(Region pointing data)
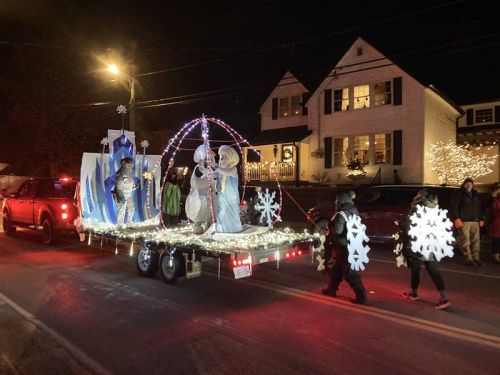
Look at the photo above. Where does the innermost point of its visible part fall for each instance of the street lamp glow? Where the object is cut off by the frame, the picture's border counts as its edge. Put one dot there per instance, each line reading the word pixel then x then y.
pixel 113 69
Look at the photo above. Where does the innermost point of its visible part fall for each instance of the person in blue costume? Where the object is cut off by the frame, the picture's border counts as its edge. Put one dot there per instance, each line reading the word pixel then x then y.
pixel 228 196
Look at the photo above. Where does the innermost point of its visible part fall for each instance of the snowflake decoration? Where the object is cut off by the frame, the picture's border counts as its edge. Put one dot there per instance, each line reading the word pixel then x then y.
pixel 356 236
pixel 121 109
pixel 268 208
pixel 431 232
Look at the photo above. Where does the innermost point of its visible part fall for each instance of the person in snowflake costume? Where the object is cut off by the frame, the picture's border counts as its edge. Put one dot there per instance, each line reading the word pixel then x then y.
pixel 198 208
pixel 336 251
pixel 416 259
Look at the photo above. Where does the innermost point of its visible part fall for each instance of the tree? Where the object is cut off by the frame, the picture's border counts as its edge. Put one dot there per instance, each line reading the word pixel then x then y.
pixel 454 163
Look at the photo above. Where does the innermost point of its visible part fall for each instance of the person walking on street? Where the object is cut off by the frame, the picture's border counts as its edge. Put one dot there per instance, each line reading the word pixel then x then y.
pixel 415 260
pixel 467 216
pixel 494 226
pixel 336 251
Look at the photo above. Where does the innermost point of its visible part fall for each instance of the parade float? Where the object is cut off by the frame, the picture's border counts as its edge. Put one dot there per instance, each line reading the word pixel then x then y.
pixel 123 194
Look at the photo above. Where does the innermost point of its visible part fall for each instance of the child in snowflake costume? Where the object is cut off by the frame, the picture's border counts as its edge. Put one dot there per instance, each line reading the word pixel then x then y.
pixel 416 259
pixel 336 250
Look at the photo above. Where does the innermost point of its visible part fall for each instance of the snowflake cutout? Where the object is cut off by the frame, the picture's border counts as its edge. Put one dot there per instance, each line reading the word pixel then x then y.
pixel 121 109
pixel 356 236
pixel 431 232
pixel 268 208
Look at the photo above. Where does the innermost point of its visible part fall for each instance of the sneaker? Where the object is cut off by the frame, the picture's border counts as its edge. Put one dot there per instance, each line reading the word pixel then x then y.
pixel 329 292
pixel 442 304
pixel 411 295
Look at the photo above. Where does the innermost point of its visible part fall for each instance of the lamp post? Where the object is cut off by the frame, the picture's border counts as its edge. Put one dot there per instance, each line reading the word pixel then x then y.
pixel 131 80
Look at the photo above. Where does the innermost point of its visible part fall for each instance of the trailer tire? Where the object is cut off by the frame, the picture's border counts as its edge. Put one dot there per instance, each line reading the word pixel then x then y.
pixel 7 228
pixel 172 267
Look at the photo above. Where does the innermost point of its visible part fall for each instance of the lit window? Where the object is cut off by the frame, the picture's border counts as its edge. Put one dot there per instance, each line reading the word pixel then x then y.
pixel 361 96
pixel 295 105
pixel 340 151
pixel 284 107
pixel 484 115
pixel 382 148
pixel 383 93
pixel 341 100
pixel 360 148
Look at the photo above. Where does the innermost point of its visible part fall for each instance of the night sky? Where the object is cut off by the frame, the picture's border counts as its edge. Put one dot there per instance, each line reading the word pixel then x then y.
pixel 234 50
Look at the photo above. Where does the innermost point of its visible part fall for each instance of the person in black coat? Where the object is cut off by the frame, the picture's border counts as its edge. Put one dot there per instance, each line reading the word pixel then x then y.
pixel 467 215
pixel 336 251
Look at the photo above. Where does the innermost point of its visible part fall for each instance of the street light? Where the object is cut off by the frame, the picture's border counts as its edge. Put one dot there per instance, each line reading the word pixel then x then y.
pixel 113 69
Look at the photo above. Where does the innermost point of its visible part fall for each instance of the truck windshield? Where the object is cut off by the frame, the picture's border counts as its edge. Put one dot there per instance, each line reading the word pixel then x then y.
pixel 57 189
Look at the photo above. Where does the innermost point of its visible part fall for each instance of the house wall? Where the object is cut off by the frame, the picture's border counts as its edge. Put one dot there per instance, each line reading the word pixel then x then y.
pixel 439 125
pixel 287 87
pixel 408 117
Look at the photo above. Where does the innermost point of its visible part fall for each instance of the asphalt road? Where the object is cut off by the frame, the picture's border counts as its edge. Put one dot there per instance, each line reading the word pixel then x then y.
pixel 80 309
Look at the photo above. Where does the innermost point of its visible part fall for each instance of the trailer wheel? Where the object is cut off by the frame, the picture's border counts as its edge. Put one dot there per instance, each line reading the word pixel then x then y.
pixel 172 267
pixel 147 262
pixel 7 228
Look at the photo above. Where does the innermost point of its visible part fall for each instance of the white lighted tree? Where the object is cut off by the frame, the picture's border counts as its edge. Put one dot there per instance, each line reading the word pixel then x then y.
pixel 453 163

WHAT TO PRODUCE:
Write out each entry exactly; any pictures stay out of the copy.

WORKED SOLUTION:
Look at the photo above. Where does the innermost point of its visible part fall for each instance of the street lamp glow? Where the object is cut off by the frame, the picture's border counts as its edge. Put one dot there per instance, each line reading the word pixel then x then y.
pixel 113 69
Look at the photo above. Where does the innermost point of its visible part fall for each instance of the person in blue costume? Where the object is cut off by the frame, the picture's border counts as its edge. Put one dot there per instance, each line reading the word pixel then x then y.
pixel 228 196
Look at the photo above. Where does the innermost point of its visible part fall for each instance of the snowflake decoration? Where the object is cut off by the frame, the picture's border counts as its edge. Put one dot there per instance, each line reading the word pixel then x then y.
pixel 356 236
pixel 121 109
pixel 268 208
pixel 431 232
Look at the photo above. Where does the innermost point of its visible part fall for each instance of the person in snowflake costume? Where the object is cut off by the frame, the picture's border counts as its edge. Put one dot there per instance, each line reading the word pixel then x then y.
pixel 198 208
pixel 336 251
pixel 416 259
Look at the photo above. Where does the innermost point of its visible part fall for each instance of the tree? Where the object is cut off by the frame, the picture's border counts as its edge. Put one dot there per instance, each line reading the word pixel then x then y.
pixel 454 163
Look at the photo above. Where does the innermost point of its visible part fall for each instance of the person walking on street? Where the object is cut off by the frame, the picture's border counts as its edge. Put one dot there per instance, each line reading the word pixel then x then y.
pixel 415 260
pixel 467 216
pixel 494 226
pixel 336 251
Look at the photo above. Where does the innermost point of its visible part fall for each instance of the parade float? Where the object is cut off by the frame, the picture's border counts as its edge. Put one dot there per instance, each line reading the word pixel then x then y.
pixel 123 194
Look at the photo above. Where does the innermost point of its visible part fall for each instance of the child in snowflake costume? Where the object is cut off by the frame, the picture's border counts as its edge. Put one dot there per instance, each line reading the word pixel then x then y.
pixel 416 259
pixel 336 250
Look at the photo above. Where does the innermost point of its visible part fall for each instance of the snowflake cutout? Where the object is cut off by the frame, the picture's border counts as its edge. Put one dot there per instance, each line reading the word pixel then x then y.
pixel 121 109
pixel 356 236
pixel 431 232
pixel 268 208
Look at the photo above. Where does the innermost point of its visible part fall for each instance of the sneaker? Where the object is cut off by the frame, the picture's border counts as its edge. Put one dot there per instance, each line reading the word pixel then x then y.
pixel 329 292
pixel 442 304
pixel 411 295
Look at the photo above. Where does the innermost point of its visible part fall for each instance of the lamp post? Where the object is cut off by the frame, the picture's border counts as its edge. Put one dot there per instance, each line reading the word pixel then x then y.
pixel 131 80
Look at the photo above. Where does the innermost point of its visible part fall for each instance of the trailer tire? Where the object is cut off by the frame, the picture's border counts as its edge. Put one dot there per instance, each line reading the word pixel then x then y.
pixel 7 228
pixel 172 267
Look at the photo above. Where does the innermost point of its visible part fall for each instance of the lit window? Where the object is cut off by the frame, the picture's border counts as its edge. Put one dot there per instance, each line reading the word pixel then x then y.
pixel 361 96
pixel 295 105
pixel 340 151
pixel 284 107
pixel 484 115
pixel 382 148
pixel 383 93
pixel 341 100
pixel 360 148
Look at the photo above. Where does the innermost point of its visible part fall for each instance of the night sky? Where the object is cut off by the frame, the picture's border counts as its edge. Put one dot there per instance, each line reading the word pixel then x then y.
pixel 234 50
Look at the photo above. Where does the innermost point of its visible part fall for each instance of the person in black coat? Where the object is cut off by the frame, the picture's border counts as its edge. Put one dot there per instance, each line reading the word pixel then x then y.
pixel 467 215
pixel 336 251
Look at the photo above. Where does the innermost point of its visible part fall for each instance of the street light? Where the object is cut off by the frame, the picture's border counts as its edge. Put one dot there per instance, each line reading the word pixel then x then y.
pixel 113 69
Look at the photo above. Where does the innermost point of its visible part fall for each instance of the truck windshield? Where the object is cut off by the frame, the picture's border counts as its edge. Put one dot there per instance, each line reading the word pixel then x then y.
pixel 57 189
Look at the photo above. Where does the innermost point of its visible part fall for each instance of the house wall? Where the object is cut off by the frame, the picture's border counts as its edge. Put one dot there per instance, each line reading the word pixel then x then y.
pixel 439 125
pixel 287 87
pixel 408 117
Look at the photo above. Where does the innermost point of its visible part fall for each instance of the asphalt road? Where the object is cut off by the frame, the picture's border counts as its edge. Put one dot there per instance, each line reading the word pixel then x then y.
pixel 80 309
Look at the photo above. Where does the innermost point of its visible part fall for each instance of the trailer wheel? Where the object is cut off by the frame, the picture's border counts as its edge. Put one dot there per instance, each line reading the word pixel then x then y.
pixel 172 267
pixel 147 262
pixel 7 228
Look at the photo above. Where does the innermost point of its visible part fall for each instance of the white lighted tree? Where the object is cut off by the frame, the picture's border counts as its edge. Put one dot there per instance, each line reading the word pixel then x then y.
pixel 453 163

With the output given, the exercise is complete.